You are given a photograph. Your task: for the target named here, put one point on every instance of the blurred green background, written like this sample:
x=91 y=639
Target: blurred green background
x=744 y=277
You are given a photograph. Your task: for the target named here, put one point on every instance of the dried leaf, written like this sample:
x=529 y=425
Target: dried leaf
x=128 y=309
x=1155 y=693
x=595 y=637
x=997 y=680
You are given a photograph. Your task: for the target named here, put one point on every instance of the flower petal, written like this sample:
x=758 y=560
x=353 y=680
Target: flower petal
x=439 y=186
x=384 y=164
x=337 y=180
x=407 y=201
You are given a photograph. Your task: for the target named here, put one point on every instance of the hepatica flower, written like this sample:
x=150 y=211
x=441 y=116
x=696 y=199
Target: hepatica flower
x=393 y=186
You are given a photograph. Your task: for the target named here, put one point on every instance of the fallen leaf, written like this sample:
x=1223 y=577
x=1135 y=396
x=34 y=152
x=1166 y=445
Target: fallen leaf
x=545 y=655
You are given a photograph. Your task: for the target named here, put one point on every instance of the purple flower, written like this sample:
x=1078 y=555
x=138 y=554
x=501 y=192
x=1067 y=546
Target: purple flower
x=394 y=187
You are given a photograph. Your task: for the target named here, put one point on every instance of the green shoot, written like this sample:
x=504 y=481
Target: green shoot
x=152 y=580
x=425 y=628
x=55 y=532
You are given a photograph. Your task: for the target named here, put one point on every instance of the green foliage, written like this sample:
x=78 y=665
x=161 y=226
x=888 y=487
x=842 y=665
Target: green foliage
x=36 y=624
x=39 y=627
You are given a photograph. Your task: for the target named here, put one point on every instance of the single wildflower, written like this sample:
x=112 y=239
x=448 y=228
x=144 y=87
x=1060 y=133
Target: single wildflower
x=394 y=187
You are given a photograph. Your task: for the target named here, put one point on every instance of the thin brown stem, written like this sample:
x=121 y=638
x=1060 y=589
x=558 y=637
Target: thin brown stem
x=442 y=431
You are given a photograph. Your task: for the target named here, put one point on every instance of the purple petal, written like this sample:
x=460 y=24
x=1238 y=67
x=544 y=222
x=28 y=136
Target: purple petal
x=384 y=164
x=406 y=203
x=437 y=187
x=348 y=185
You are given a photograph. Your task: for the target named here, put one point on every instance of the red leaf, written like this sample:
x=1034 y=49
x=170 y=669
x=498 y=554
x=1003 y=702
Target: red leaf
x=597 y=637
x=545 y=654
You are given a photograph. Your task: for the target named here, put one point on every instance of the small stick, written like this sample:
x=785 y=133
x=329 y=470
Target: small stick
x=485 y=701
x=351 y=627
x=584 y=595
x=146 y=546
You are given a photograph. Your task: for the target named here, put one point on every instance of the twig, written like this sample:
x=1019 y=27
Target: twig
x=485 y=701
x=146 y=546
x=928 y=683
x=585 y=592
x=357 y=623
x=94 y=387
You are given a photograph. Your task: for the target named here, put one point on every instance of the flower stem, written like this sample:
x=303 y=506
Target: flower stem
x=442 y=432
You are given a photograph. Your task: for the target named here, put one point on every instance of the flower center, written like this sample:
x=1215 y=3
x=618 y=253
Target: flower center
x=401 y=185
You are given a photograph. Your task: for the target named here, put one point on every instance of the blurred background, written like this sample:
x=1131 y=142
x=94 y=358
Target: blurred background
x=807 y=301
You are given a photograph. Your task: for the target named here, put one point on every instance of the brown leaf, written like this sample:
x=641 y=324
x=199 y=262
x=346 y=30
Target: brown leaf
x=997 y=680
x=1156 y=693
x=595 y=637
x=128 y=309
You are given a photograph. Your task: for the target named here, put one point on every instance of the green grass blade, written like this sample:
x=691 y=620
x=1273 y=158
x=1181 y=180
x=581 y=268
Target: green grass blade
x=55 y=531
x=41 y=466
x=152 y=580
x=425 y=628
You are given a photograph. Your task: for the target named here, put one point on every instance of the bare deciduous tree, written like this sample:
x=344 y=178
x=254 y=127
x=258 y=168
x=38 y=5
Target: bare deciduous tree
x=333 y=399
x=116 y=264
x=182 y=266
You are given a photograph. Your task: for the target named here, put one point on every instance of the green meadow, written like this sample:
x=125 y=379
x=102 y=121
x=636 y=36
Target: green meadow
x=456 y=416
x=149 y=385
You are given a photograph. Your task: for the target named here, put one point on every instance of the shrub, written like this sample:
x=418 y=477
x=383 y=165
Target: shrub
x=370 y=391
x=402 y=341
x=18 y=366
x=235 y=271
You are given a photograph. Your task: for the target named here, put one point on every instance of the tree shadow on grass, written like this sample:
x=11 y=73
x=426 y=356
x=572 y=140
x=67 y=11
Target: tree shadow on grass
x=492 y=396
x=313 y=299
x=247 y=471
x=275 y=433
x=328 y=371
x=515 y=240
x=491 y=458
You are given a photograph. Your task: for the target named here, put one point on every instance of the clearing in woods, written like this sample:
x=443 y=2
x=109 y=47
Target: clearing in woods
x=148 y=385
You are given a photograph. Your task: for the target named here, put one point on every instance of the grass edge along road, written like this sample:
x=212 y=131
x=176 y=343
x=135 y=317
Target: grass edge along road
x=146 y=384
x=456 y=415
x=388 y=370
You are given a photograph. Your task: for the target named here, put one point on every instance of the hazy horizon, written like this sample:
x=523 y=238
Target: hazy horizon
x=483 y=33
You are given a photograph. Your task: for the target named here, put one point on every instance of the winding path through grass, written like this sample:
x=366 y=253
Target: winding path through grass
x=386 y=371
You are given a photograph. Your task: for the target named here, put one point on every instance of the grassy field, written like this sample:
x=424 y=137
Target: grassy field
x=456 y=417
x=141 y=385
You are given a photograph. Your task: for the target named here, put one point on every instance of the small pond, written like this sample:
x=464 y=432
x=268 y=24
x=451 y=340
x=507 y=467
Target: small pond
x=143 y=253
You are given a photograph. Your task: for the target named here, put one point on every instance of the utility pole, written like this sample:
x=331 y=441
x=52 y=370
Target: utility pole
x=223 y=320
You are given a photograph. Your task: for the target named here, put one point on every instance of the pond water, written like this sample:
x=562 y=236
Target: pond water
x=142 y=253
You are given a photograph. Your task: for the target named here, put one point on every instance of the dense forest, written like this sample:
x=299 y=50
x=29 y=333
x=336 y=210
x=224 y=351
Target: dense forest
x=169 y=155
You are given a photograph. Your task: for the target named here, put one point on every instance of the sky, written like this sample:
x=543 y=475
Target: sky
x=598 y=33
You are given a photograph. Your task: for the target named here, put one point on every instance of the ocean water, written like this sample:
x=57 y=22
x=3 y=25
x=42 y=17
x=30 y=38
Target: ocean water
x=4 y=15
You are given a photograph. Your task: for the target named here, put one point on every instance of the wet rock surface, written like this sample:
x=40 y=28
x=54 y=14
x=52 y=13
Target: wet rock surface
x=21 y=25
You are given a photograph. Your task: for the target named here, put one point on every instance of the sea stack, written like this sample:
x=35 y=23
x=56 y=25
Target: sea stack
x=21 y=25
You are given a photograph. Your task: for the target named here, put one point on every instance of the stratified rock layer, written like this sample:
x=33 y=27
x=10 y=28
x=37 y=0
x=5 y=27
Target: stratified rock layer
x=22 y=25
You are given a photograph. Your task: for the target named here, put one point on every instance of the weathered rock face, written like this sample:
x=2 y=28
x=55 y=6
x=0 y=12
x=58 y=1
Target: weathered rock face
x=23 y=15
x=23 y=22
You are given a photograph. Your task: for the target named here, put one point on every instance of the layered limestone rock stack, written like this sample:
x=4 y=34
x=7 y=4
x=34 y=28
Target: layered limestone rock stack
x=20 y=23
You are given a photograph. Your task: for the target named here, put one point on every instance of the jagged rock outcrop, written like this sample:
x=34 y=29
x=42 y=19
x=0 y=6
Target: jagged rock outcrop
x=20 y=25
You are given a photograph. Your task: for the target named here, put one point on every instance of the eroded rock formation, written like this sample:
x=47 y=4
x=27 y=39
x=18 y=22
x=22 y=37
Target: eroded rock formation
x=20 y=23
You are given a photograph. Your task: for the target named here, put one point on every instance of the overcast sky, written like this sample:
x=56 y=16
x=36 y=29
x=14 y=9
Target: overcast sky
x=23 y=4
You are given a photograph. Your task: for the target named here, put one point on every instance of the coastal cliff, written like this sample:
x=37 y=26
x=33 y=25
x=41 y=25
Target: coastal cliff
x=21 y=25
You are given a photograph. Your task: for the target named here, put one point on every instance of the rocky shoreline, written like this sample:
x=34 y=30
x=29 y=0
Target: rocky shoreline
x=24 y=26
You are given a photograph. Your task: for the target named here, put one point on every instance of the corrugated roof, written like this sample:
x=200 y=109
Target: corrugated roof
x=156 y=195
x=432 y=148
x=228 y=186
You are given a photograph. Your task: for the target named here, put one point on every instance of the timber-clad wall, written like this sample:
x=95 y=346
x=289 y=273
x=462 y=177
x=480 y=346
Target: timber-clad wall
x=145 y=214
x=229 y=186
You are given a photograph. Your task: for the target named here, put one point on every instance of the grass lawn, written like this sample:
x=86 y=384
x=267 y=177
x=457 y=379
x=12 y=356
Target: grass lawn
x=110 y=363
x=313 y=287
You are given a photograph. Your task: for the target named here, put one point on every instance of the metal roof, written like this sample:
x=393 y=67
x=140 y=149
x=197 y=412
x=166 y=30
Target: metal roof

Task - Copy out the lines above word for word, starting at the line that contains "the shrub, written" and ending at the line that contains "x=148 y=385", with both of those lines included.

Completed task -
You are given a photograph. Your task: for the target named here, put one point on every instance of the shrub, written like this sample:
x=418 y=477
x=383 y=165
Target: shrub
x=370 y=391
x=402 y=341
x=18 y=366
x=235 y=271
You are given a photograph. Your task: for the target named here, put one point on every instance of the tree shadow on grass, written like this sample:
x=11 y=73
x=426 y=356
x=572 y=140
x=67 y=11
Target: tree shadow on grass
x=492 y=396
x=313 y=299
x=247 y=471
x=275 y=433
x=328 y=371
x=515 y=240
x=491 y=458
You are given a photograph. Your task: for the target named here, put one point on every instance of the clearing in woods, written like this sample:
x=443 y=2
x=109 y=47
Target: clearing in woods
x=148 y=385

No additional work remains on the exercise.